→ Task instructions
Copy each of the records below line for line, with every character unchanged.

→ Dataset entries
** Begin **

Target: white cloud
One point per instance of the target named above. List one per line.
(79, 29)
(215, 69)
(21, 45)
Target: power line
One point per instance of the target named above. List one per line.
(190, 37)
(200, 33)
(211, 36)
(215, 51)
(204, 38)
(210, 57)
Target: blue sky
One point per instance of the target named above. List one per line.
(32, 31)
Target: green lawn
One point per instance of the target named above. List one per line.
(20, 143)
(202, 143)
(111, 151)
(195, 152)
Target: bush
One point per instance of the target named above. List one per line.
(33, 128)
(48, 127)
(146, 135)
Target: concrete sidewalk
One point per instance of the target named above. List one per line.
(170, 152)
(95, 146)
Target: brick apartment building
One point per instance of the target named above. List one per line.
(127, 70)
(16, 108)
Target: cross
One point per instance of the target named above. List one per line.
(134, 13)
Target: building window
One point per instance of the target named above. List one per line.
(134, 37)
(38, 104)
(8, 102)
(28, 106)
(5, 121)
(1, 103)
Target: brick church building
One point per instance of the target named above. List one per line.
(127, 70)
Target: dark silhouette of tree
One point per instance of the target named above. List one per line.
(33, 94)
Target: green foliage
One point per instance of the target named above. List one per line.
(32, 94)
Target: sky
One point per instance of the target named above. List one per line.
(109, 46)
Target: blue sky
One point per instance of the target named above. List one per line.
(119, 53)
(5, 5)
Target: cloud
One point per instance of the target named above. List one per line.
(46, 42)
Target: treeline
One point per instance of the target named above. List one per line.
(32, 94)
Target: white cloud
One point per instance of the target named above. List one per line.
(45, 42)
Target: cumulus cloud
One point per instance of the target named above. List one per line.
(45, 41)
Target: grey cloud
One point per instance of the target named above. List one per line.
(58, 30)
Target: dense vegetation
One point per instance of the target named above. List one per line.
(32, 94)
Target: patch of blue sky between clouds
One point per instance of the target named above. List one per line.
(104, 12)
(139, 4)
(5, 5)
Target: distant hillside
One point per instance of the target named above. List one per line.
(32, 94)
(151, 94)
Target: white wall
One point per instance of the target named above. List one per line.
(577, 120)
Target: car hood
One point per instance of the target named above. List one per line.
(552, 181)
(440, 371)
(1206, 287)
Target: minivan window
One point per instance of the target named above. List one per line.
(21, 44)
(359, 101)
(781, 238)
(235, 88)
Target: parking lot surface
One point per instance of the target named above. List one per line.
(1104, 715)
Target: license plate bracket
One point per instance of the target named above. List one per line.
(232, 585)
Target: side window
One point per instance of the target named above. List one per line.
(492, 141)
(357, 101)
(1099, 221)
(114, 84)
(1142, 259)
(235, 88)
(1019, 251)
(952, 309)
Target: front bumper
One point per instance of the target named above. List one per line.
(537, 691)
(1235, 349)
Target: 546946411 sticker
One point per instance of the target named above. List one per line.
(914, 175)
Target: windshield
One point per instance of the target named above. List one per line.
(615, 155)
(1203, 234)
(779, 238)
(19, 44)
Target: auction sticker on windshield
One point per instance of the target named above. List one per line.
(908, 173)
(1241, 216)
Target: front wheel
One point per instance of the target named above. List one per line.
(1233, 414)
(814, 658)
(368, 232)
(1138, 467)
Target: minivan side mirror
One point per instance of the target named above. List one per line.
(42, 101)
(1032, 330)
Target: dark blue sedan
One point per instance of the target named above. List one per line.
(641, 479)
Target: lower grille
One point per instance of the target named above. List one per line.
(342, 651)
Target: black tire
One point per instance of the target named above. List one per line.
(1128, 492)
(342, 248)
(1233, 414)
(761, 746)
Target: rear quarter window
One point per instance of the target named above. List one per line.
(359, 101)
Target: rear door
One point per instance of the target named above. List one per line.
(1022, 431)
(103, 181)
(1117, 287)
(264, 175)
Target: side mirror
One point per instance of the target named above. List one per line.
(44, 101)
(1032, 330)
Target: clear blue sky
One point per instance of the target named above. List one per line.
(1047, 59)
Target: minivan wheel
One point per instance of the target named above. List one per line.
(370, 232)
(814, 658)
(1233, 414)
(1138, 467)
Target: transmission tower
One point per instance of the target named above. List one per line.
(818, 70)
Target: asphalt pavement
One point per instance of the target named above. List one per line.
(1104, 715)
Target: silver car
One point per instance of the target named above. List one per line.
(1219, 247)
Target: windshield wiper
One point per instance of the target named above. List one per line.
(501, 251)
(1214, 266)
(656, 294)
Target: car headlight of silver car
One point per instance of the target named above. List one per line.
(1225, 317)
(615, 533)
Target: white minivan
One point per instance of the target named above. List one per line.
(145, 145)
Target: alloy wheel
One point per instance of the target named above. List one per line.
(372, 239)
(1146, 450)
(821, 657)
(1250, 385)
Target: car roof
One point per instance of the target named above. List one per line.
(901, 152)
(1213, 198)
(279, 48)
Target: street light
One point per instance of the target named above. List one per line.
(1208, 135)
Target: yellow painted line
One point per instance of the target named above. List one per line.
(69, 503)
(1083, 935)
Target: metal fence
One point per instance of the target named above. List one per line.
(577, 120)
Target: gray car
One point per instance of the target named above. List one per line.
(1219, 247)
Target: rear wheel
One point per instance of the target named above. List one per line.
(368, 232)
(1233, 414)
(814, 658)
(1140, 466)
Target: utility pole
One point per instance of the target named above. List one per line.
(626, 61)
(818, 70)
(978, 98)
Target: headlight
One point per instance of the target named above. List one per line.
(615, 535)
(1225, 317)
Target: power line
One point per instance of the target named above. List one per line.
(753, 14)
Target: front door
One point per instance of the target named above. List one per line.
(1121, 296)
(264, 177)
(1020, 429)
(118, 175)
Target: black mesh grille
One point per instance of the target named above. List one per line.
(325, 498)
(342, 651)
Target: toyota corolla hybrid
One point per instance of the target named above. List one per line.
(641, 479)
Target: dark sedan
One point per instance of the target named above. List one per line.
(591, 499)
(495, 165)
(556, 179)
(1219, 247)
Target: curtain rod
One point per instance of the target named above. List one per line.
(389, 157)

** End **

→ Solution to this exercise
Target: white cloud
One point per instance of the target named above. List one per line.
(79, 29)
(215, 69)
(21, 45)
Target: power line
One point per instance of the target named above. List one per line.
(190, 37)
(200, 33)
(211, 36)
(215, 51)
(204, 38)
(210, 57)
Target: blue sky
One point per instance of the target named above. List one per line.
(32, 31)
Target: green lawn
One point per instance of the target named above. List one per line.
(20, 143)
(202, 143)
(111, 151)
(195, 152)
Target: bush
One point per instance of the target named above. List one per line.
(33, 128)
(48, 127)
(146, 135)
Target: concrete sidewalk
One point per instance of the target named above. List one per line.
(170, 152)
(95, 146)
Target: brick apartment building
One point per instance of the target named above. List one per line.
(127, 70)
(16, 108)
Target: cross
One point per instance of the target named above. List one per line.
(134, 13)
Target: building window
One point per instance of the target named above. List one per line.
(134, 37)
(38, 104)
(8, 102)
(28, 106)
(5, 121)
(1, 103)
Target: brick church building
One point per instance of the target named above. List one per line.
(127, 70)
Target: dark silhouette of tree
One point per instance of the target named above. List one per line.
(33, 94)
Target: green foliage
One point per instance of the target named above. List one per line.
(32, 94)
Target: sky
One point per instance of the target named above. List one per line.
(109, 46)
Target: blue sky
One point per instance of the target named above. List one per line.
(119, 53)
(5, 5)
Target: cloud
One point per instance of the target named above. List one per line.
(46, 42)
Target: treeline
One point per instance of the target named above. List one per line.
(32, 94)
Target: white cloud
One point per instance of the target named above. List one per line.
(45, 42)
Target: cumulus cloud
One point per instance of the target named above. List one per line.
(45, 41)
Target: grey cloud
One point per instance of the target named above. List one per line.
(58, 30)
Target: dense vegetation
One point per instance of the target named above. List one per line.
(32, 94)
Target: patch of blue sky between clouds
One point per instance of the target named above. List one per line.
(104, 12)
(139, 4)
(5, 5)
Target: distant hillside
One point per instance of the target named above. List one per line.
(32, 94)
(151, 94)
Target: white wall
One point per instance of the target named above. List one per line.
(577, 120)
Target: car hood
One point per instance of the target named above. List one per line.
(552, 181)
(440, 371)
(1206, 287)
Target: minivan window
One point per instance of the target named above. List one per line.
(21, 44)
(359, 101)
(781, 238)
(235, 88)
Target: parking lot surface
One point per instance of the target named above. List one per line.
(1104, 715)
Target: license plate bracket
One point per instance of the target named above. List one per line.
(232, 585)
Target: side window
One point per instance of the target named above. List one per line.
(492, 141)
(357, 101)
(1099, 221)
(114, 84)
(1142, 259)
(235, 88)
(1019, 251)
(952, 309)
Target: front bumper
One point per instance of the target named above. List one per line.
(537, 691)
(1235, 349)
Target: 546946411 sticker
One point per instance of the target named above. List one per line.
(914, 175)
Target: windshield
One point per instance of the target named above. List one per line.
(615, 155)
(1203, 234)
(779, 238)
(19, 44)
Target: auction sticker on windshield
One point per instance of the target named above. List one per line.
(908, 173)
(1241, 216)
Target: front wheel
One point per instance of the target named above. List one per line.
(1233, 414)
(814, 658)
(368, 232)
(1138, 467)
Target: minivan side mirror
One point per instance of the target named above. List one per line.
(42, 101)
(1032, 330)
Target: dark blue sedan
One point per instance of the target named above. List one per line.
(641, 479)
Target: lower grille
One point per instance of the target named above. List one per line.
(342, 651)
Target: black tire
One point per instance of the target named above. List one per line.
(1128, 492)
(342, 248)
(1233, 414)
(761, 746)
Target: rear quarter window
One point per instance of the target named above. List one per line.
(359, 101)
Target: rear door
One point per instance of the target named above. List one per line.
(1022, 431)
(103, 181)
(1117, 287)
(264, 175)
Target: side mirror
One point per instance of the target named above. List one per line.
(44, 101)
(1032, 330)
Target: clear blue sky
One point per instance of the target named above. List one per line.
(1047, 59)
Target: minivan wheel
One point per instance of the target named above. List one per line.
(370, 232)
(814, 658)
(1233, 414)
(1138, 467)
Target: transmission tower
One point per instance of the target named above. List one per line.
(818, 70)
Target: asphalt pavement
One point per instance of the target named above. List one per line.
(1104, 715)
Target: silver car
One point per instance of the target named above. List one per line.
(1219, 247)
Target: windshield wiper
One point per instance of the target named above. List one per line.
(501, 251)
(1214, 266)
(656, 294)
Target: car headlight of silver car
One point per instance of the target named above. List one per line.
(1225, 317)
(615, 533)
Target: white minivan
One point per instance of the target named above. List one per line.
(145, 145)
Target: alloy wheel
One point per instance of the target named above. List one per line.
(372, 239)
(1146, 450)
(821, 657)
(1250, 385)
Target: car roof
One point per instance of the target named above. List one per line.
(901, 152)
(1213, 198)
(279, 48)
Target: street light
One point per instance of the target named above. List one per line.
(1208, 135)
Target: yellow painted line
One point per instance of the target named above. List one per line.
(69, 503)
(1083, 935)
Target: metal fence
One point per instance of the target named above. List one per line.
(577, 120)
Target: gray car
One point per instance of the target named above. List one per line.
(1219, 247)
Target: rear wheel
One point per instance of the target named above. List one per line.
(368, 232)
(1233, 414)
(814, 658)
(1140, 466)
Target: utility pole
One point per instance of the target named above. List one per line.
(626, 61)
(818, 70)
(978, 98)
Target: headlight
One point per instance of the target named above. List one per line.
(615, 535)
(1225, 317)
Target: power line
One point per instance of the target named above. List one per line.
(753, 14)
Target: front door
One point per instance of the target named above. List one per line.
(1121, 296)
(264, 177)
(1020, 429)
(118, 175)
Target: black mesh grille
One point per instance of the target named above. List one per line.
(325, 498)
(342, 651)
Target: toyota corolla hybrid
One point per instance of the target named above. List one per line.
(641, 479)
Target: dark sedan
One point per instance of the target named above. List one per line.
(591, 499)
(495, 165)
(556, 179)
(1219, 247)
Target: curtain rod
One point per instance of the target named above. List one per line.
(389, 157)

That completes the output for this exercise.